Collected data
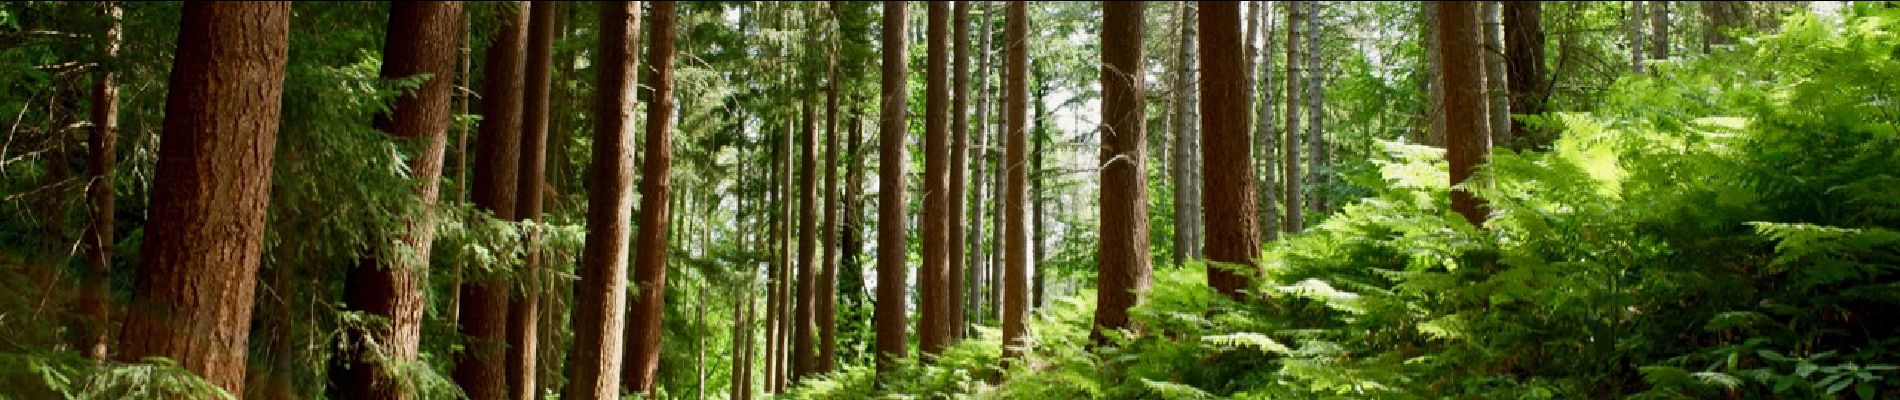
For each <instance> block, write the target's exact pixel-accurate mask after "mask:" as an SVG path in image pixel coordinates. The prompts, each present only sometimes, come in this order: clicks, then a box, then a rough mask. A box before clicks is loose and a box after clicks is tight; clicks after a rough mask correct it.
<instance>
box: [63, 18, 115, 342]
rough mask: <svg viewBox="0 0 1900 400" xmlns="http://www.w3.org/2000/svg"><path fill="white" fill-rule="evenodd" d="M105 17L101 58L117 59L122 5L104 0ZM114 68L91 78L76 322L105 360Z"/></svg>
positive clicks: (109, 328) (109, 240)
mask: <svg viewBox="0 0 1900 400" xmlns="http://www.w3.org/2000/svg"><path fill="white" fill-rule="evenodd" d="M99 13H101V17H104V19H106V30H104V34H103V36H101V40H103V44H101V49H103V51H101V59H103V61H112V59H118V49H120V42H122V40H123V23H122V17H123V9H122V8H120V4H116V2H104V8H101V9H99ZM114 76H116V74H114V72H112V68H99V78H95V80H93V108H91V112H93V116H91V118H93V129H91V131H87V133H89V136H87V138H85V146H87V152H89V159H87V163H85V173H87V174H89V176H87V178H89V182H87V184H85V197H87V201H89V209H87V226H85V227H87V231H85V239H84V241H85V275H84V284H85V288H84V290H82V294H80V315H82V317H80V318H82V320H80V326H78V332H80V334H78V343H74V347H78V349H80V351H82V353H85V356H91V358H99V360H104V358H106V355H108V353H106V351H108V347H110V341H112V328H110V326H112V313H110V303H112V245H114V243H118V241H114V235H112V214H114V210H116V207H114V193H112V169H114V165H118V83H116V80H114Z"/></svg>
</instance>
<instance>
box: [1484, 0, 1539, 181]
mask: <svg viewBox="0 0 1900 400" xmlns="http://www.w3.org/2000/svg"><path fill="white" fill-rule="evenodd" d="M1543 47H1545V32H1543V9H1541V6H1539V2H1505V74H1507V80H1509V82H1507V83H1509V87H1511V102H1509V104H1507V106H1509V108H1511V114H1524V116H1537V114H1543V112H1545V100H1547V99H1549V97H1550V87H1549V83H1545V74H1549V72H1547V68H1545V51H1543ZM1509 123H1511V138H1512V140H1511V142H1509V146H1512V148H1520V150H1524V148H1545V146H1549V144H1550V138H1547V136H1545V135H1539V133H1533V131H1531V129H1530V127H1528V125H1524V121H1516V119H1512V121H1509ZM1493 131H1501V129H1495V127H1493Z"/></svg>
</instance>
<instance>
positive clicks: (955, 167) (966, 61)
mask: <svg viewBox="0 0 1900 400" xmlns="http://www.w3.org/2000/svg"><path fill="white" fill-rule="evenodd" d="M950 51H952V55H950V63H952V70H950V80H952V85H950V91H952V93H950V95H952V100H950V209H948V210H950V216H948V218H946V222H944V226H946V227H950V233H948V239H950V250H948V254H946V256H944V262H948V271H946V275H950V284H948V286H946V290H948V294H950V301H948V303H950V305H948V307H946V309H948V311H950V326H948V330H950V337H952V339H961V337H963V332H965V326H969V324H967V322H965V318H967V309H965V307H963V294H965V290H963V288H965V284H967V282H969V281H965V279H963V248H965V245H967V243H963V229H965V227H963V224H961V222H963V191H965V190H967V186H965V182H967V176H965V174H963V171H967V169H969V2H961V0H959V2H956V15H954V17H952V45H950Z"/></svg>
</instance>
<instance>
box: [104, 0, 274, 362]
mask: <svg viewBox="0 0 1900 400" xmlns="http://www.w3.org/2000/svg"><path fill="white" fill-rule="evenodd" d="M289 34H291V4H289V2H192V4H184V21H182V23H180V28H179V51H177V55H175V57H173V68H171V85H169V87H171V91H169V95H167V97H165V123H163V133H161V136H160V140H161V142H163V144H161V146H160V154H158V169H156V171H154V176H156V178H154V184H152V201H150V205H152V207H150V210H148V214H150V220H148V224H146V227H144V243H142V248H141V252H139V254H141V258H139V277H137V279H135V281H133V300H131V307H129V309H127V318H125V328H123V332H120V343H122V345H123V351H122V353H120V360H129V362H137V360H142V358H146V356H165V358H171V360H175V362H179V366H182V368H184V370H190V372H192V373H198V375H199V377H203V379H205V381H209V383H211V385H218V387H222V389H224V391H226V392H232V394H241V392H243V381H245V347H247V341H249V334H251V307H253V301H251V296H253V288H255V286H257V265H258V260H260V256H258V254H260V250H262V248H264V210H266V209H268V201H270V167H272V150H274V148H276V144H277V116H279V104H281V95H283V68H285V63H287V59H289V57H287V49H289ZM211 188H218V190H211Z"/></svg>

INSTRUCTIONS TO FOLLOW :: Copy each line in the entries above where the word "rough" shows up.

OUTPUT FOR THIS TASK ::
For each <instance> block, write the target's exact pixel-accurate mask after "mask:" as an SVG path in image pixel coordinates. The prompts, each present only sometimes, come in this order: clicks, then a box, then a rough mask. A box before clicks is loose and a box after clicks is tight; clicks after a rough mask correct it.
rough mask: <svg viewBox="0 0 1900 400" xmlns="http://www.w3.org/2000/svg"><path fill="white" fill-rule="evenodd" d="M105 17L101 58L117 59L122 5L104 0ZM114 68L91 78L76 322L105 360Z"/></svg>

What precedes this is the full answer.